• _Extrait à lire_:
* * * * * * * * *

Reconstruire sur les friches, leur donner une seconde vie : l’idée est donc dans l’air du temps et particulièrement sensible dans les zones tendues. L’enjeu est immense : 100 000 hectares de foncier seraient en déshérence en France, selon une estimation de l’Ordre des géomètres-experts.

Savoir de quoi l’on parle : un travail de recensement complexe

Mais encore faut-il s’entendre sur la définition de ce que sont les friches. Car de cette définition dépend la fiabilité de leur recensement, première étape de toute démarche de recyclage du foncier.

Pour l’Ademe, une friche est « un espace laissé à l’abandon, temporairement ou définitivement, à la suite de l’arrêt d’une activité agricole, portuaire, industrielle, de service, de transformation, de défense militaire, ou encore de stockage ou de transport. ». Dans le projet de loi Climat et résilience, à l’examen au Parlement au printemps 2021, une autre définition est proposée pour intégration au Code de l’Urbanisme : « Tout bien ou droit immobilier, bâti ou non bâti, inutilisé et dont l’état, la configuration ou l’occupation totale ou partielle ne permet pas un réemploi sans un aménagement ou des travaux préalables ».

* * * * * * * * *

• _Données sources_:
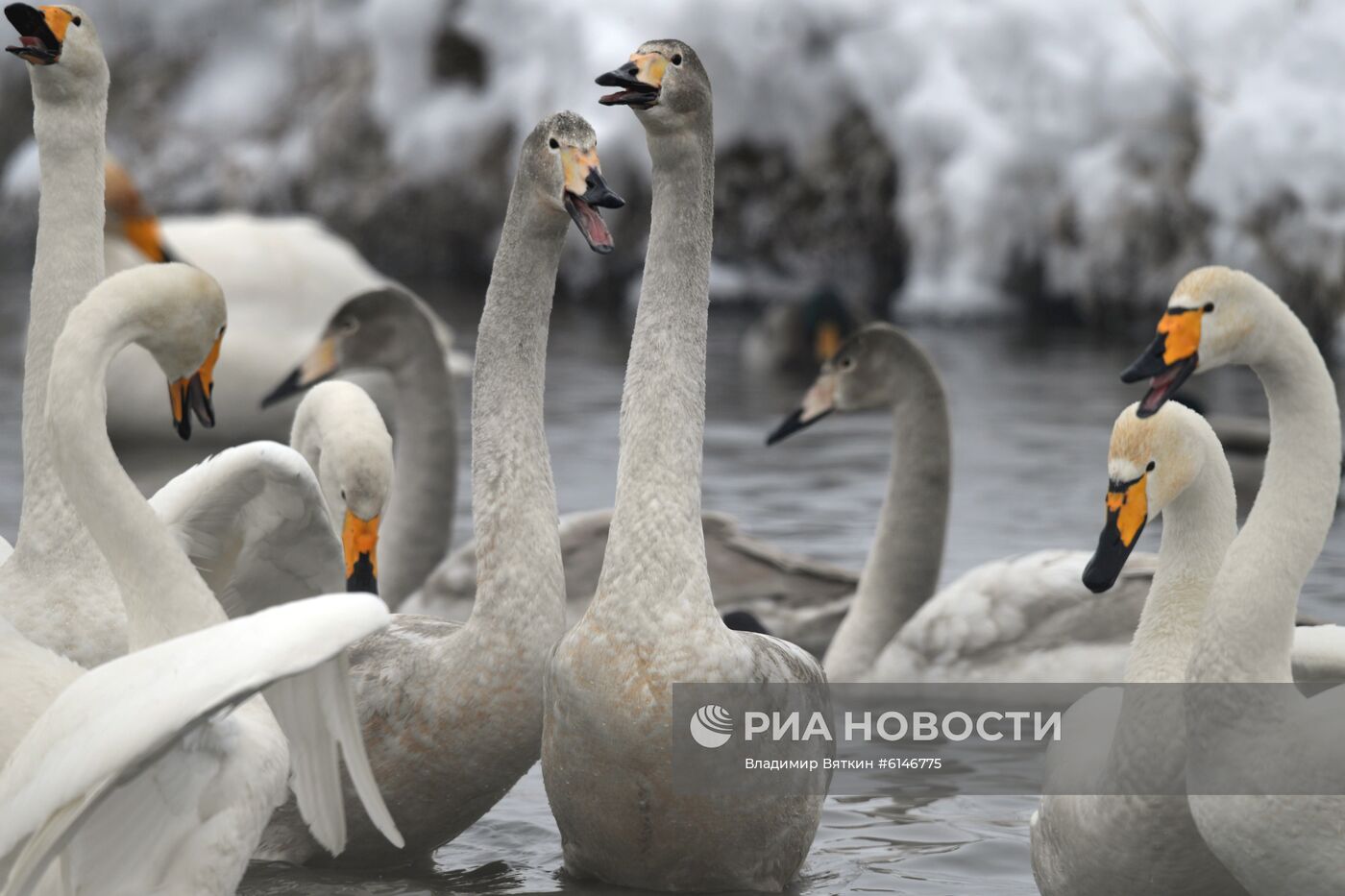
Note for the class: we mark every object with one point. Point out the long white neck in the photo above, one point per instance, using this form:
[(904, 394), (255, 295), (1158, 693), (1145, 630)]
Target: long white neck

* * * * * * * * *

• _Consignes_:
1) D'après l'extrait sur les friches, combien d'hectares de foncier seraient en déshérence en France selon l'Ordre des géomètres-experts ?
2) Prolongez l'extrait sur les friches à partir de sa dernière phrase.

• _Réponses_:
1) 100 000 hectares.

2)
À défaut de définition juridique précise de la notion de friche, il n’est pas facile d’inventorier les espaces concernés. C’est pourtant là le premier travail à effectuer(1) pour les collectivités territoriales soucieuses de recyclage foncier. Ce travail de recensement vise également à identifier les propriétaires : une tâche aisée s’il s’agit d’opérateurs publics, plus complexe s’il s’agit de propriétaires privés en indivision, d’entreprises ayant fait faillite ou ayant disparu…  

Bâtir sur les friches : un projet à solvabiliser

L’expansion ad libitum de la ville se heurte aujourd’hui aux exigences de la transition écologique. Le recyclage des friches est-il dès lors un moyen, dans les villes au foncier tendu ou les centres-bourgs dévitalisés de construire plus, plus vertueux et moins cher, par exemple du logement social ? En 2017, l’Établissement public foncier de l’Île-de-France (Epfif) estimait à 330 000(2), pour la seule région parisienne, le nombre de logements supplémentaires pouvant être construits en 15 ans en utilisant la constructibilité autorisée par les Plans Locaux d’Urbanisme. Le potentiel foncier offert par la transformation des zones d’activité à l’abandon était alors estimé à 70 000 logements par an.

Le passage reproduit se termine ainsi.